DATA FOR REVIEW below:

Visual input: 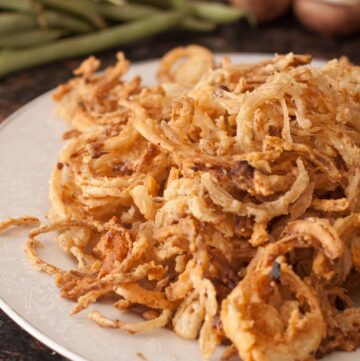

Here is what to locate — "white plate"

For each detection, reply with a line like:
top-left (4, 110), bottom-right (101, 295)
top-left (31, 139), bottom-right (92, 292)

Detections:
top-left (0, 53), bottom-right (356, 361)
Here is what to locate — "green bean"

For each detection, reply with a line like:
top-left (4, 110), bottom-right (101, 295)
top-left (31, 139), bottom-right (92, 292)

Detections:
top-left (0, 0), bottom-right (33, 14)
top-left (97, 3), bottom-right (158, 21)
top-left (44, 10), bottom-right (93, 33)
top-left (106, 0), bottom-right (125, 4)
top-left (39, 0), bottom-right (106, 28)
top-left (97, 2), bottom-right (216, 32)
top-left (128, 0), bottom-right (172, 9)
top-left (168, 0), bottom-right (186, 9)
top-left (0, 0), bottom-right (94, 33)
top-left (0, 13), bottom-right (37, 34)
top-left (0, 29), bottom-right (67, 49)
top-left (131, 0), bottom-right (245, 24)
top-left (182, 17), bottom-right (216, 32)
top-left (0, 10), bottom-right (184, 78)
top-left (0, 9), bottom-right (93, 34)
top-left (97, 0), bottom-right (125, 4)
top-left (191, 1), bottom-right (247, 24)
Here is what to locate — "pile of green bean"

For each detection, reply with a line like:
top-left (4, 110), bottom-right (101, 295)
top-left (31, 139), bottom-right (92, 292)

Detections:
top-left (0, 0), bottom-right (249, 78)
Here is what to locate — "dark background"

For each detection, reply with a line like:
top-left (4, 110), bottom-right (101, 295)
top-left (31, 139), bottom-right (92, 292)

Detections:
top-left (0, 11), bottom-right (359, 361)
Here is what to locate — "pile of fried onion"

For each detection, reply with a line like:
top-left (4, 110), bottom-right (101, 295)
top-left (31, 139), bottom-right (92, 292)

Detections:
top-left (2, 45), bottom-right (360, 361)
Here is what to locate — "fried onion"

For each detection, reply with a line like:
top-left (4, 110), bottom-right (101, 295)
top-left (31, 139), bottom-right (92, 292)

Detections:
top-left (2, 46), bottom-right (360, 361)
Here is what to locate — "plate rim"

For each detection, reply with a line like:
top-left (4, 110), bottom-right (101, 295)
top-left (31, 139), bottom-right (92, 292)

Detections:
top-left (0, 52), bottom-right (325, 361)
top-left (0, 90), bottom-right (88, 361)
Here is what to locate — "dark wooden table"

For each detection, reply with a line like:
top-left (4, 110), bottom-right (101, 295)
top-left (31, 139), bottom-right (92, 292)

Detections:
top-left (0, 12), bottom-right (359, 361)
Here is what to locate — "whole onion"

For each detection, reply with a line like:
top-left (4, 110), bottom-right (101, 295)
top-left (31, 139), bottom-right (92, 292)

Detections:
top-left (230, 0), bottom-right (292, 23)
top-left (294, 0), bottom-right (360, 36)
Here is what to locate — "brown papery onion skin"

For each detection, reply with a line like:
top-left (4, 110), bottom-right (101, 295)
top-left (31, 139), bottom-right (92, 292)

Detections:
top-left (230, 0), bottom-right (292, 23)
top-left (294, 0), bottom-right (360, 36)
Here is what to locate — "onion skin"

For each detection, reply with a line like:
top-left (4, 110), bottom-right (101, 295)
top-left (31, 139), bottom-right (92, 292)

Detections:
top-left (294, 0), bottom-right (360, 36)
top-left (230, 0), bottom-right (292, 23)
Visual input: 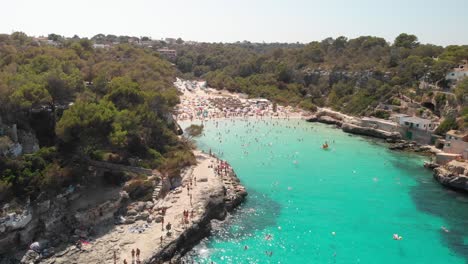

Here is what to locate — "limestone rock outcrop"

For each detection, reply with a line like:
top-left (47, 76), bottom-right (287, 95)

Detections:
top-left (341, 123), bottom-right (401, 140)
top-left (147, 169), bottom-right (247, 264)
top-left (433, 160), bottom-right (468, 191)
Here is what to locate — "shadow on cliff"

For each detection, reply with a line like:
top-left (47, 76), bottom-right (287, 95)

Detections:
top-left (390, 155), bottom-right (468, 262)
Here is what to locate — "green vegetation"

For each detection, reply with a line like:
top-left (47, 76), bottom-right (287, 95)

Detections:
top-left (0, 33), bottom-right (192, 203)
top-left (173, 34), bottom-right (467, 117)
top-left (1, 32), bottom-right (467, 204)
top-left (455, 78), bottom-right (468, 104)
top-left (435, 117), bottom-right (459, 135)
top-left (185, 124), bottom-right (204, 138)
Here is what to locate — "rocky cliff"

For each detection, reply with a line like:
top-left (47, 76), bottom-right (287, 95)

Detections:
top-left (433, 160), bottom-right (468, 191)
top-left (341, 123), bottom-right (402, 140)
top-left (307, 109), bottom-right (401, 141)
top-left (146, 169), bottom-right (247, 263)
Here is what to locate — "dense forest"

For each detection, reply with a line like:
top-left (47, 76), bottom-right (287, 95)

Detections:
top-left (1, 32), bottom-right (467, 204)
top-left (0, 33), bottom-right (194, 203)
top-left (173, 34), bottom-right (467, 128)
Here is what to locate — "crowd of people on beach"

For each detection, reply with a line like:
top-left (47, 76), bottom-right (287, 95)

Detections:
top-left (174, 79), bottom-right (309, 122)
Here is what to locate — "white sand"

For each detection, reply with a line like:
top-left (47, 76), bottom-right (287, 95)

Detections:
top-left (46, 151), bottom-right (225, 264)
top-left (174, 79), bottom-right (311, 121)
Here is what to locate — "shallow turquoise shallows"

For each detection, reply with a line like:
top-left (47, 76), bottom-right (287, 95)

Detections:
top-left (180, 119), bottom-right (468, 264)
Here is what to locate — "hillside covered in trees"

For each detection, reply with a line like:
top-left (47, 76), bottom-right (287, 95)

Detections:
top-left (1, 32), bottom-right (467, 204)
top-left (0, 33), bottom-right (193, 203)
top-left (174, 34), bottom-right (467, 129)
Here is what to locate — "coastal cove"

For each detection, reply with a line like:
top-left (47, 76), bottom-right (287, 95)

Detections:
top-left (181, 119), bottom-right (468, 264)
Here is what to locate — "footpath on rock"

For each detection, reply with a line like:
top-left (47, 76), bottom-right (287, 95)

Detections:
top-left (39, 151), bottom-right (246, 264)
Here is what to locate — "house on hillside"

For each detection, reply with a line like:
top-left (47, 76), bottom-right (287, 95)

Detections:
top-left (443, 130), bottom-right (468, 159)
top-left (92, 44), bottom-right (110, 49)
top-left (391, 115), bottom-right (439, 144)
top-left (390, 114), bottom-right (410, 124)
top-left (398, 116), bottom-right (438, 131)
top-left (157, 48), bottom-right (177, 60)
top-left (446, 60), bottom-right (468, 84)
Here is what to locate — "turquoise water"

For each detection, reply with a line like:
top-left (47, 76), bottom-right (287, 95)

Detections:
top-left (181, 119), bottom-right (468, 264)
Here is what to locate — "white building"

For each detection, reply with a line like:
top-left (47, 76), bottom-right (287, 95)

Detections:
top-left (157, 48), bottom-right (177, 60)
top-left (446, 60), bottom-right (468, 82)
top-left (443, 130), bottom-right (468, 159)
top-left (398, 116), bottom-right (438, 131)
top-left (92, 44), bottom-right (110, 49)
top-left (390, 114), bottom-right (409, 124)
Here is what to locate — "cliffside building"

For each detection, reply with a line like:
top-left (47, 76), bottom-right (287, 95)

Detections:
top-left (443, 130), bottom-right (468, 159)
top-left (390, 114), bottom-right (439, 144)
top-left (398, 116), bottom-right (438, 131)
top-left (446, 60), bottom-right (468, 84)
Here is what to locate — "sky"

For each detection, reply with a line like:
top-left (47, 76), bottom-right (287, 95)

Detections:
top-left (1, 0), bottom-right (467, 46)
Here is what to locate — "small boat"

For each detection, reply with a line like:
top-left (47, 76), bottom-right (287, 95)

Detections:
top-left (322, 143), bottom-right (329, 149)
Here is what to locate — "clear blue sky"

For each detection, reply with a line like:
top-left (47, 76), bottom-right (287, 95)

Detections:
top-left (2, 0), bottom-right (467, 46)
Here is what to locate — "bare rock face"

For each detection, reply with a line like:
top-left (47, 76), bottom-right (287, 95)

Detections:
top-left (341, 123), bottom-right (401, 140)
top-left (126, 209), bottom-right (138, 216)
top-left (433, 161), bottom-right (468, 191)
top-left (147, 168), bottom-right (247, 264)
top-left (0, 185), bottom-right (125, 258)
top-left (136, 212), bottom-right (150, 221)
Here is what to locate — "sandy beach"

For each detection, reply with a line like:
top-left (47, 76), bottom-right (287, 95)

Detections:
top-left (41, 151), bottom-right (246, 264)
top-left (37, 79), bottom-right (307, 264)
top-left (174, 78), bottom-right (311, 121)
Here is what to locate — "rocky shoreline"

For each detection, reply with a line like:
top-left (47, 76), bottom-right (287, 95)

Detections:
top-left (427, 160), bottom-right (468, 192)
top-left (306, 109), bottom-right (438, 154)
top-left (4, 151), bottom-right (247, 264)
top-left (306, 109), bottom-right (468, 193)
top-left (307, 109), bottom-right (401, 141)
top-left (146, 153), bottom-right (247, 263)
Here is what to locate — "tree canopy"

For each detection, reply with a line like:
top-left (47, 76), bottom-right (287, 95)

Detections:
top-left (0, 32), bottom-right (193, 203)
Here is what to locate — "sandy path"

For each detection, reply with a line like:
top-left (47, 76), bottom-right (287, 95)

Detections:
top-left (117, 151), bottom-right (220, 263)
top-left (46, 151), bottom-right (222, 264)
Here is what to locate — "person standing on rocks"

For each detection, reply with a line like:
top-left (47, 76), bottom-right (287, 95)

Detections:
top-left (166, 222), bottom-right (172, 233)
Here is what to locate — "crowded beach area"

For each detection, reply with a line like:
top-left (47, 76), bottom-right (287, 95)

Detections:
top-left (173, 78), bottom-right (311, 121)
top-left (36, 151), bottom-right (245, 264)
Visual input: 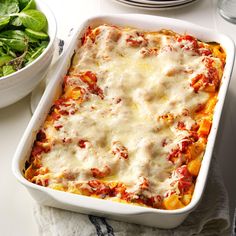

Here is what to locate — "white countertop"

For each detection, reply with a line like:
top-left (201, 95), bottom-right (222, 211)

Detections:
top-left (0, 0), bottom-right (236, 235)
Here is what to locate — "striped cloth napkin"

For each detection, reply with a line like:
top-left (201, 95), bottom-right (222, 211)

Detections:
top-left (33, 156), bottom-right (230, 236)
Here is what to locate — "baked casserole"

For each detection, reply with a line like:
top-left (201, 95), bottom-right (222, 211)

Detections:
top-left (24, 24), bottom-right (226, 210)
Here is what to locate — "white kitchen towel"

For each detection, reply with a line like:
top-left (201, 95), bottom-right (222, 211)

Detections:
top-left (33, 156), bottom-right (230, 236)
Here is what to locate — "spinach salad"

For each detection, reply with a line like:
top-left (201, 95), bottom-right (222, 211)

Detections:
top-left (0, 0), bottom-right (49, 78)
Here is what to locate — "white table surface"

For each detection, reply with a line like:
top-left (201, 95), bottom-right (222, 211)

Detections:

End of DATA FOR REVIEW.

TRY IT: Throughout the material above, report each line holding the word "pile".

WRITTEN REPLY:
Here is what to locate — "pile of green bean"
Here is what to locate — "pile of fried onion"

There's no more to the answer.